DIRECTIONS: Reproduce the records from the start through the line containing "top-left (811, 26), bottom-right (882, 90)", inclusive, with the requests kept in place. Scale every bounding-box coordinate in the answers by 0.45 and round to whole numbers, with halves rounded up, leaving the numbers in the requests and their format samples unchanged.

SUPPLIED MATERIAL:
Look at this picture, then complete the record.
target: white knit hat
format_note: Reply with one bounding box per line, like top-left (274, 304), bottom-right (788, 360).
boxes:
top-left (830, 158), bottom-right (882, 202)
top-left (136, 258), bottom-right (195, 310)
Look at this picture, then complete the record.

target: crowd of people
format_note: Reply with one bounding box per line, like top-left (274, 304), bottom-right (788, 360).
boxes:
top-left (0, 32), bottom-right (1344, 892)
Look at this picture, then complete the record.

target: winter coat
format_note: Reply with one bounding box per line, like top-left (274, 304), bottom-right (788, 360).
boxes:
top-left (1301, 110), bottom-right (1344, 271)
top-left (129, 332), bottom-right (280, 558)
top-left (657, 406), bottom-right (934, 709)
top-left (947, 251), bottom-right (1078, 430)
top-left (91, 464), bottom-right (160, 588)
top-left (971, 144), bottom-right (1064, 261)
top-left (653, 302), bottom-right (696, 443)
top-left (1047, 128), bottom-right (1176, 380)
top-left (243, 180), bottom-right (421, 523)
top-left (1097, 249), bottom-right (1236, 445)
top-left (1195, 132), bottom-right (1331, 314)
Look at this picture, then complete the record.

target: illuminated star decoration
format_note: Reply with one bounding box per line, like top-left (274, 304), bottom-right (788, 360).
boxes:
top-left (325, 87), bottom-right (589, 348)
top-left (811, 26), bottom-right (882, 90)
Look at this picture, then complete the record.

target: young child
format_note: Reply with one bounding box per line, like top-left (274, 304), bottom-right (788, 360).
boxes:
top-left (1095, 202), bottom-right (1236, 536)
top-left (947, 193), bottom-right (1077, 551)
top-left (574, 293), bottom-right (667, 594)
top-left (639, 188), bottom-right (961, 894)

TASK ANSWER:
Look at this picture, then complete the record.
target: white knit hat
format_note: Reply with one bounding box per line, like top-left (274, 304), bottom-right (788, 360).
boxes:
top-left (374, 71), bottom-right (397, 91)
top-left (61, 116), bottom-right (88, 140)
Look at this picture, then complete the record.

target: crowd of people
format_note: Reply with one bounding box per line, like top-left (274, 304), bottom-right (788, 360).
boxes:
top-left (0, 14), bottom-right (605, 401)
Look at this picture, then complete the record.

target: winter coat
format_note: Reply with one bounding box per line, like top-left (274, 304), bottom-right (788, 360).
boxes:
top-left (585, 50), bottom-right (605, 122)
top-left (58, 149), bottom-right (126, 251)
top-left (296, 183), bottom-right (420, 319)
top-left (426, 113), bottom-right (485, 194)
top-left (41, 209), bottom-right (72, 265)
top-left (437, 65), bottom-right (479, 117)
top-left (294, 136), bottom-right (313, 199)
top-left (471, 58), bottom-right (529, 171)
top-left (109, 81), bottom-right (189, 235)
top-left (494, 112), bottom-right (556, 200)
top-left (538, 59), bottom-right (599, 141)
Look at this picture, then complete the record.

target: illuminated star decoration
format_note: Reply with one bounding box per line, like top-left (274, 304), bottom-right (788, 360).
boxes:
top-left (146, 39), bottom-right (265, 157)
top-left (365, 12), bottom-right (397, 41)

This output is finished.